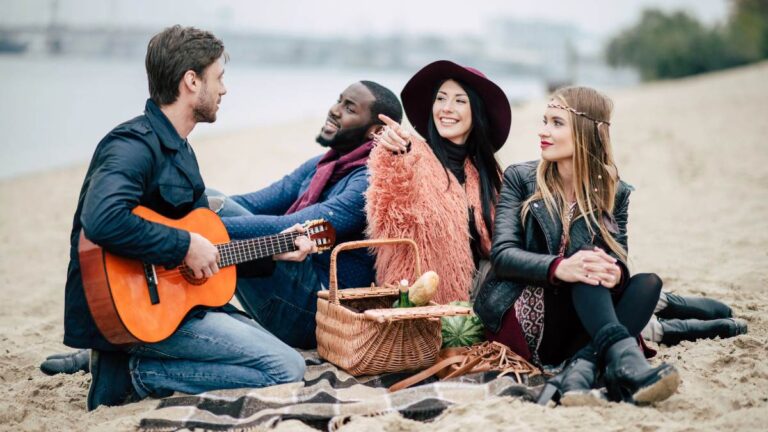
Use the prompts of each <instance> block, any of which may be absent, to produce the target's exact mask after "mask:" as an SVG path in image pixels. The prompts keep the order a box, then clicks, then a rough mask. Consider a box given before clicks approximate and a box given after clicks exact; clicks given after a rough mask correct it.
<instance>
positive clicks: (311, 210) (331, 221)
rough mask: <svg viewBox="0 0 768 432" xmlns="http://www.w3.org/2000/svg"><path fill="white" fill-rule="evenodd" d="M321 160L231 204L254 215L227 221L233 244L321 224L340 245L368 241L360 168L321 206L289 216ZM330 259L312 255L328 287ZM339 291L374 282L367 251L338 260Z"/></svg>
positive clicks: (363, 192)
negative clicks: (327, 225)
mask: <svg viewBox="0 0 768 432" xmlns="http://www.w3.org/2000/svg"><path fill="white" fill-rule="evenodd" d="M321 157H322V156H317V157H313V158H311V159H309V160H308V161H306V162H304V163H303V164H302V165H301V166H299V167H298V168H297V169H296V170H295V171H293V172H292V173H290V174H288V175H286V176H285V177H283V178H282V179H280V180H278V181H277V182H275V183H273V184H272V185H270V186H267V187H266V188H264V189H261V190H258V191H256V192H252V193H249V194H245V195H235V196H232V197H231V199H232V200H234V201H235V202H237V203H238V204H240V205H241V206H243V207H245V208H246V209H248V211H250V212H251V213H253V215H252V216H236V217H224V218H222V220H223V221H224V225H225V226H226V227H227V231H228V232H229V235H230V236H231V237H232V238H249V237H255V236H262V235H269V234H272V233H275V232H279V231H281V230H283V229H285V228H288V227H289V226H291V225H293V224H296V223H303V222H304V221H307V220H310V219H320V218H323V219H325V220H327V221H329V222H330V223H331V224H332V225H333V227H334V228H335V229H336V243H337V244H339V243H342V242H347V241H352V240H362V239H364V238H365V234H364V231H365V226H366V218H365V196H364V194H365V191H366V189H368V168H367V167H360V168H358V169H356V170H354V171H352V172H351V173H349V174H347V175H346V176H345V177H344V178H342V179H341V180H339V181H337V182H336V183H333V184H331V185H329V186H326V188H325V189H324V190H323V192H322V194H321V195H320V201H319V202H318V203H316V204H313V205H310V206H308V207H306V208H303V209H301V210H299V211H297V212H295V213H292V214H289V215H286V214H285V212H286V211H287V210H288V208H290V207H291V204H293V203H294V201H296V200H297V199H298V198H299V197H300V196H301V195H302V194H303V193H304V192H305V191H306V190H307V189H308V188H309V184H310V182H311V181H312V176H314V175H315V171H316V170H317V162H318V161H319V160H320V158H321ZM330 256H331V254H330V253H327V252H326V253H322V254H315V255H310V256H308V257H307V259H309V260H311V261H312V264H313V265H314V268H315V271H316V272H317V274H318V275H319V276H320V280H321V281H322V283H323V284H324V285H325V287H326V288H327V287H328V280H329V268H330ZM337 270H338V281H339V287H340V288H350V287H365V286H369V285H370V284H371V282H373V280H374V270H373V258H372V257H371V256H370V254H369V253H368V251H367V250H366V249H356V250H352V251H348V252H343V253H342V254H340V255H339V260H338V269H337Z"/></svg>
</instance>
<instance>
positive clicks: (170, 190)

====================

Rewrite the rows from the start through the line containing "positive clicks: (363, 192)", switching every "rough mask" to "coarse mask" and keeping everything else the same. Leave the pictures out.

#### Output of the task:
Use the prompts of each <instance> block, any of which may be absent, to produce the target's exact mask after "mask:" as an SVG path in image pixels. The prompts keep the order a box, then clicks, then a coarse mask. Consider a box given before clicks approximate and a box given after clicks exact; clicks given after a coarse mask correct it.
<instance>
positive clicks: (311, 210) (331, 221)
coarse mask: <svg viewBox="0 0 768 432" xmlns="http://www.w3.org/2000/svg"><path fill="white" fill-rule="evenodd" d="M321 160L231 204L254 215L227 221L233 244L321 224L340 245L368 241L360 168L321 206L289 216ZM330 259L312 255L328 287ZM339 291L374 282L367 251L338 260Z"/></svg>
positive clicks: (363, 192)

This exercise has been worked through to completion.